Return each line of the records with nothing changed, pictures excepted.

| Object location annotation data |
= = = = =

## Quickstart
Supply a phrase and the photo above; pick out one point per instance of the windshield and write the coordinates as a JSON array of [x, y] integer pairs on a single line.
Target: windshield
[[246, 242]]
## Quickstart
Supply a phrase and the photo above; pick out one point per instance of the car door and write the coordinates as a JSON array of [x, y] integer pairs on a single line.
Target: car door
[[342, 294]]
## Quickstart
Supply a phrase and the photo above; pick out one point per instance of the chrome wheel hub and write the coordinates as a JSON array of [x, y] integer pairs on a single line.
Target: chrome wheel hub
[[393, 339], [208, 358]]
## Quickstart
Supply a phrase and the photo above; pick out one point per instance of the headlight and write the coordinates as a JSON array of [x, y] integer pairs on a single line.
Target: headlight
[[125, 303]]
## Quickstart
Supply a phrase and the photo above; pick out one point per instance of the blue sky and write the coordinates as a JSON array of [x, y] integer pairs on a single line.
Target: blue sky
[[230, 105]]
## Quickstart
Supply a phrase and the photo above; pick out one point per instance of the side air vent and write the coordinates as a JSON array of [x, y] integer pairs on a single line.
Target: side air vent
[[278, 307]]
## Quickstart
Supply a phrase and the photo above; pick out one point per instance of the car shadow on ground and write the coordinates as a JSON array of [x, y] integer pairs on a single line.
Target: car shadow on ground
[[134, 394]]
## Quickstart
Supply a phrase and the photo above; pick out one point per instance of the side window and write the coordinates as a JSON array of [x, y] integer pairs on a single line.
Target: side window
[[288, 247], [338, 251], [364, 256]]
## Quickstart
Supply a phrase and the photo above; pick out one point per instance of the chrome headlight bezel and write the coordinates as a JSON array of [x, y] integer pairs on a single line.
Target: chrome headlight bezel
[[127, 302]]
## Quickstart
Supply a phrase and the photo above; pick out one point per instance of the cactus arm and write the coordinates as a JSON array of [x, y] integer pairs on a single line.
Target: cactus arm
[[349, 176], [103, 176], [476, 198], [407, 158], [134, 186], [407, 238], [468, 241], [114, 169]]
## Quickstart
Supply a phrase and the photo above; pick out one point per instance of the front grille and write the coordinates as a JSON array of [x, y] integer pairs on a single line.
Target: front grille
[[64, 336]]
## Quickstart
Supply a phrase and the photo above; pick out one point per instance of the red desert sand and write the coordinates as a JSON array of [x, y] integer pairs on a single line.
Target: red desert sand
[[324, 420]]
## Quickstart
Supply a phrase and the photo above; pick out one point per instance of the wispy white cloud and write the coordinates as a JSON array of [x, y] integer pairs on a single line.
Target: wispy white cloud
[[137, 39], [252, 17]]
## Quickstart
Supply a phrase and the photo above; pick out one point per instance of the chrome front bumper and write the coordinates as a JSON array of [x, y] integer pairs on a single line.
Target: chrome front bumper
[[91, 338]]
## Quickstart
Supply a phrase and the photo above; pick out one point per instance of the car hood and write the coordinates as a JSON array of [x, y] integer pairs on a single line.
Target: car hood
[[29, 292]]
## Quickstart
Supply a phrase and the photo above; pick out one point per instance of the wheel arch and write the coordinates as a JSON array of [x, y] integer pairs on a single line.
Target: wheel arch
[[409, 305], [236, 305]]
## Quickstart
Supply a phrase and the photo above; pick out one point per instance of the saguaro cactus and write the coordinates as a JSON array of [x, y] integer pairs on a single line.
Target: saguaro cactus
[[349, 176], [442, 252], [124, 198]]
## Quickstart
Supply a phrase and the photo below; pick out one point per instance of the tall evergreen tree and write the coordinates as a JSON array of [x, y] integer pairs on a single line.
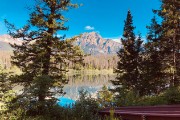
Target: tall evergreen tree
[[127, 70], [170, 41], [43, 56], [152, 68]]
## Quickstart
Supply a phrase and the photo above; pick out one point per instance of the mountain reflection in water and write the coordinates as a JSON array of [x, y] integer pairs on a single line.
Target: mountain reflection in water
[[91, 83]]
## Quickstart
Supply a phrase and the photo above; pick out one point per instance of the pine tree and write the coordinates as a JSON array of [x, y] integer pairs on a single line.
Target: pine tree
[[170, 41], [152, 69], [43, 56], [128, 66]]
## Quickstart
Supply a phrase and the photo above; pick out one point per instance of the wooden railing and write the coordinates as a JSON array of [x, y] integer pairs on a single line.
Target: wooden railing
[[166, 112]]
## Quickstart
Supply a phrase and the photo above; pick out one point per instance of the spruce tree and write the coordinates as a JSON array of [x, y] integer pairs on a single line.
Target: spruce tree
[[128, 75], [43, 57], [152, 68], [170, 41]]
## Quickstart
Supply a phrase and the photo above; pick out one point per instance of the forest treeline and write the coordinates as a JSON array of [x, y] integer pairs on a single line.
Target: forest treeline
[[89, 62]]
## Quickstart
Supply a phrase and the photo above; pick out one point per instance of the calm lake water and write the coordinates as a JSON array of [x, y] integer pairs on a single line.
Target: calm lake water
[[91, 83]]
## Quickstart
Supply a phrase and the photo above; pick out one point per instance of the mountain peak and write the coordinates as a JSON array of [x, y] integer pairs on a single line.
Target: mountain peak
[[93, 43]]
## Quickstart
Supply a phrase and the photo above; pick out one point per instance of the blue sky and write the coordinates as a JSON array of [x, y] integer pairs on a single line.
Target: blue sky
[[103, 16]]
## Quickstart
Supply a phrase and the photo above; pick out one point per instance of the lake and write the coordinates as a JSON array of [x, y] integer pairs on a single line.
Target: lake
[[91, 83]]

= = = = =

| Correct answer |
## Quickstart
Supply a phrase and the photo above; pick out one point per instance of the windshield and write the coordinates as a JSON array of [x, y] integer pairs on a single line.
Target: windshield
[[246, 242]]
## Quickstart
Supply a phrase and the photo above; pick out one point per instance of the car door and write the coordinates as a JSON array of [x, y] integer pairs on a single line.
Target: car door
[[342, 294]]
## Quickstart
Supply a phrase and the photo above; pick out one point per instance of the chrome wheel hub and write the coordinates as a JSON array of [x, y] integer pairs on a single line.
Target: chrome wheel hub
[[393, 339], [208, 358]]
## Quickstart
Supply a phrase and the photo above; pick out one point per instance of the headlight and write the coordinates as a JSON array of [x, y] integer pairs on a single line.
Target: headlight
[[125, 303]]
## Quickstart
Supply a phrase and the photo above; pick out one point per instance of the blue sky and write the coordinates as a JSON array of [x, y] integer pairs on a single line.
Target: blue sky
[[230, 105]]
## Quickstart
Supply a phrase and the photo above; pick out one point per instance of the side air vent and write the coordinates as a JSON array of [x, y] integer pairs on a single line.
Target: side air vent
[[278, 307]]
## Quickstart
Supply a phrase and the photo above; pick out one point per instance of the car shadow on ground and write the coordinates as a JSON array of [x, y] integer pairs on a single line.
Target: car shadow on ground
[[134, 394]]
## Quickstart
Supply a phrase and the photo above; pick out one point per instance of the side window and write the coordinates as a JSON array of [x, y] integer pairs on a single line.
Target: side window
[[288, 247], [338, 251], [364, 256]]
## Quickstart
Supply a phrase and the photo above; pick out one point per instance of the chrome headlight bezel and write the coordinates as a JSON array of [x, y] integer pairs on a single line.
Target: chrome headlight bezel
[[127, 302]]
## Quickstart
Supply a phrase and the photo above; pick out one point per instance of the cactus arm and write the coordinates as a JSON array of [x, y] integer pairs on a single line.
Target: cactus arm
[[349, 176], [103, 176], [476, 198], [407, 158], [134, 186], [407, 238], [468, 241], [114, 169]]
## Quickstart
Supply a phrase and the photo above; pick out one point per instance of the front grille and write the coordinates as a JSON array of [x, y] integer pairs on a single line.
Target: front grille
[[64, 336]]
## Quickstart
Supply a phrase and the photo above; pick out one point per instance of the red desert sand and write the coordinates as a JSON array of [x, y] integer pairs on a single line.
Target: red desert sand
[[324, 420]]
## Quickstart
Supply a phrase and the photo above; pick out one point per instance of the wispy white cloud and write the coordinates as a JSON array of [x, y] integer pairs on a single line.
Target: wispy white cloud
[[137, 39], [252, 17]]
## Quickstart
Supply a phrase and the photo above; pick out one point per instance of the chrome front bumper and write the coordinates as a JSON array of [x, y] integer pairs on a single line.
Target: chrome front bumper
[[91, 338]]
## Quickstart
Supply a phrase and the photo above; pick out one point per instance of the car hood and write the coordinates as a JSON array of [x, y] integer pairs on a single line.
Target: car hood
[[29, 292]]
## Quickstart
Supply a phrase and the photo above; pick out one point per instance of the wheel arch and write the coordinates as a JSON array of [x, y] integer pairs on a single line.
Target: wheel arch
[[409, 305], [236, 305]]
## Quickstart
Supply a phrase and the photo above; pick out one point per instance of the saguaro cactus and write the coordinates as a JSON array of [x, y] integer pairs on a single line.
Target: saguaro cactus
[[349, 176], [442, 252], [124, 198]]
## Quickstart
Supply a phrase and the photo below; pick out one point per instance of the tall evergreen tree and write the coordinates as a JSON array of [x, y] integer pairs on a single line.
Target: tall evergreen tree
[[127, 70], [170, 41], [43, 56], [152, 68]]
## Quickstart
Supply a phrase and the photo above; pick out one point per instance of the mountain reflection in water and write the coordinates as a JSON array of [x, y] integer pairs on a single line.
Target: mountain reflection in water
[[91, 83]]
## Quickstart
Supply a phrase and the photo above; pick out one point per instance of the pine tree and write the coordinates as a JSON array of [x, y] integer pairs on a single line.
Target: pine tree
[[170, 41], [152, 69], [43, 56], [128, 66]]
## Quickstart
Supply a phrase and the photo above; pick out one point per instance of the wooden railing and write the coordinates as a JSON array of [x, y] integer pairs on a single line.
Target: wooden railing
[[166, 112]]
## Quickstart
Supply a phrase and the photo above; pick out one point per instance of the spruce tree and write the coordinates as a JSON array of [x, y] integer pairs on a single line.
Target: spruce tree
[[128, 75], [43, 57], [152, 68], [170, 41]]
## Quickstart
Supply a phrase and the photo above; pick out one point per instance of the forest treeline and write the coordinates as a JSON array of [x, y] integer pairs on a single line.
Target: forest treeline
[[89, 62]]
## Quickstart
Supply a phrase and the photo above; pick out one point per instance of the calm lake water and write the coordinates as a JSON array of [x, y] integer pairs on a single line.
Target: calm lake water
[[91, 83]]
## Quickstart
Supply a phrase and the photo above; pick out one point per instance of the mountain peak and write the coordinates as a JSON array of [x, y] integer pairs on a single line.
Target: mountain peak
[[93, 43]]
## Quickstart
Supply a phrase and the photo above; pick out one point per instance of the blue sky and write the coordinates as a JSON array of [x, y] integer pairs on a single line.
Target: blue sky
[[103, 16]]
## Quickstart
Supply a phrase and the photo above; pick out one point per instance of the lake and write the coordinates as a JSON array of [x, y] integer pairs on a single line.
Target: lake
[[91, 83]]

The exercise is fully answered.